* [What is required]:
Reproduce every one of the lines below word for word, with nothing changed, added, or left out.

* [Record excerpts]:
- - -

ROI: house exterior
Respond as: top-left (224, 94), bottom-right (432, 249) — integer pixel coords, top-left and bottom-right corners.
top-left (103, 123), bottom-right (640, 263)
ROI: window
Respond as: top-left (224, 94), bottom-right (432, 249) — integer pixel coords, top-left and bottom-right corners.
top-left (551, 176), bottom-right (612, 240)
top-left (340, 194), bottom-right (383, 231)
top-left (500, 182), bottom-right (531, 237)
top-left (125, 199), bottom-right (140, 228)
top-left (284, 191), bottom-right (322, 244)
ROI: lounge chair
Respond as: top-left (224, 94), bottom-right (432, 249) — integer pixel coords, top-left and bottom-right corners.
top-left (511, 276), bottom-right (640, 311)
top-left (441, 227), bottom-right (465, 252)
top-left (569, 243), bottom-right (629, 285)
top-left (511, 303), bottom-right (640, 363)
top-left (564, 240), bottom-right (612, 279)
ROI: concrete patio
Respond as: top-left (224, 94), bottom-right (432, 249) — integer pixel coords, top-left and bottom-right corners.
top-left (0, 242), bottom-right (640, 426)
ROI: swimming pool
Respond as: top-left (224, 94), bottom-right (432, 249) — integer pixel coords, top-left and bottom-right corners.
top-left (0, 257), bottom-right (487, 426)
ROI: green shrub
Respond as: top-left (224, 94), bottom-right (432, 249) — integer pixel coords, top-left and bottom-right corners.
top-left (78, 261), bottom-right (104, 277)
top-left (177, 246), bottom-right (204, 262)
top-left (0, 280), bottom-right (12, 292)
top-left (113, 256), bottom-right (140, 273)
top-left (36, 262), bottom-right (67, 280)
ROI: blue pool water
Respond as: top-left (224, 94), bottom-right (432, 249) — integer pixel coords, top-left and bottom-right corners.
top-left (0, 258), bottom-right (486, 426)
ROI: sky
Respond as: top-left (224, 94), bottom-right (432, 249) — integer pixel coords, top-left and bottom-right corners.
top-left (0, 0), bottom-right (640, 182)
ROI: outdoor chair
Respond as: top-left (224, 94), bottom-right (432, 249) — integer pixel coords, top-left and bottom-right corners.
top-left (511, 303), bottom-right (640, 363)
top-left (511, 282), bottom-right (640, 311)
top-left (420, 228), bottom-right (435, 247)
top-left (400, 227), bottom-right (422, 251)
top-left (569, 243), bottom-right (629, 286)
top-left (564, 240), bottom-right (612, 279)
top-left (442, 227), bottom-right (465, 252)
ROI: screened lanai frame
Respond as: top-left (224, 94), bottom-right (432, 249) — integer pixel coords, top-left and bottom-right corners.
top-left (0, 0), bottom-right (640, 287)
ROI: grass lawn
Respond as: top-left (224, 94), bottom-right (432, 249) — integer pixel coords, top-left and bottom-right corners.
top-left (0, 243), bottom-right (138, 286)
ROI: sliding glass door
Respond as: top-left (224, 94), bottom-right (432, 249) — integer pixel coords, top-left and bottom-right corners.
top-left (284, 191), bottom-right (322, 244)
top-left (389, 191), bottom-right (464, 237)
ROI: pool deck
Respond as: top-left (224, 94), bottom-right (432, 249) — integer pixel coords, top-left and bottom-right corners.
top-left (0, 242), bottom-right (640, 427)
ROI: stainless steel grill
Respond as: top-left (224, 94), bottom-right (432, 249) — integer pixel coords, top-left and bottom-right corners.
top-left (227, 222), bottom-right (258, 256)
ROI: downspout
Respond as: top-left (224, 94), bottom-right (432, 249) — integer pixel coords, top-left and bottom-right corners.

- - -

* [Exercise response]:
ROI: house exterior
Respond as: top-left (224, 94), bottom-right (432, 249) — integer pixel coords, top-left and bottom-right corners.
top-left (103, 123), bottom-right (640, 263)
ROI: window
Respond as: top-left (224, 94), bottom-right (432, 249) — integer pixel coords, top-left and bottom-right corners.
top-left (551, 176), bottom-right (612, 240)
top-left (340, 194), bottom-right (383, 231)
top-left (500, 182), bottom-right (531, 237)
top-left (125, 199), bottom-right (140, 228)
top-left (284, 191), bottom-right (322, 244)
ROI: lounge chair
Respond as: top-left (224, 94), bottom-right (432, 249) — integer pixel coords, top-left and bottom-right corners.
top-left (511, 276), bottom-right (640, 311)
top-left (441, 227), bottom-right (465, 252)
top-left (569, 243), bottom-right (629, 285)
top-left (511, 303), bottom-right (640, 363)
top-left (564, 240), bottom-right (612, 279)
ROI: concrete patio
Respond as: top-left (224, 94), bottom-right (432, 249) — integer pixel coords, top-left and bottom-right corners.
top-left (0, 242), bottom-right (640, 426)
ROI: swimming pool
Respond as: top-left (224, 94), bottom-right (432, 249) — integer pixel coords, top-left and bottom-right corners.
top-left (0, 257), bottom-right (487, 426)
ROI: green shrub
Respond as: top-left (224, 94), bottom-right (432, 249) — integer pixel coords, top-left and bottom-right corners.
top-left (78, 261), bottom-right (104, 277)
top-left (177, 246), bottom-right (204, 262)
top-left (0, 280), bottom-right (12, 292)
top-left (113, 256), bottom-right (140, 273)
top-left (36, 262), bottom-right (67, 280)
ROI: blue pool water
Respond as: top-left (224, 94), bottom-right (432, 249) — integer pixel coords, top-left and bottom-right corners.
top-left (0, 258), bottom-right (486, 426)
ROI: sky
Respond as: top-left (224, 94), bottom-right (432, 249) — integer pixel coords, top-left and bottom-right corners.
top-left (0, 0), bottom-right (640, 182)
ROI: outdoor chair
Respond as: top-left (224, 94), bottom-right (432, 249) — integer pixel coords, top-left and bottom-right corners.
top-left (511, 303), bottom-right (640, 363)
top-left (511, 282), bottom-right (640, 311)
top-left (420, 228), bottom-right (435, 247)
top-left (400, 227), bottom-right (422, 251)
top-left (569, 243), bottom-right (629, 286)
top-left (564, 240), bottom-right (612, 279)
top-left (442, 227), bottom-right (465, 252)
ROI: screened lanai frame
Respond as: top-left (224, 94), bottom-right (432, 249) — integer pixel coords, top-left and bottom-right corners.
top-left (0, 0), bottom-right (640, 287)
ROI: grass lawn
Respond as: top-left (224, 94), bottom-right (432, 249) — integer pixel coords, top-left and bottom-right corners.
top-left (0, 243), bottom-right (138, 286)
ROI: sliding glass door
Respond as: top-left (224, 94), bottom-right (432, 249) — integer pixel coords, top-left and bottom-right corners.
top-left (284, 191), bottom-right (322, 244)
top-left (389, 191), bottom-right (464, 237)
ROI: pool deck
Respond as: top-left (224, 94), bottom-right (432, 249) — integer pixel coords, top-left and bottom-right corners.
top-left (0, 242), bottom-right (640, 427)
ROI: stainless steel grill
Respond as: top-left (224, 94), bottom-right (432, 249) — integer pixel coords, top-left and bottom-right corners.
top-left (227, 222), bottom-right (258, 256)
ROI: downspout
Respond as: top-left (224, 94), bottom-right (432, 249) — integer pixel coords, top-left and bottom-right corners.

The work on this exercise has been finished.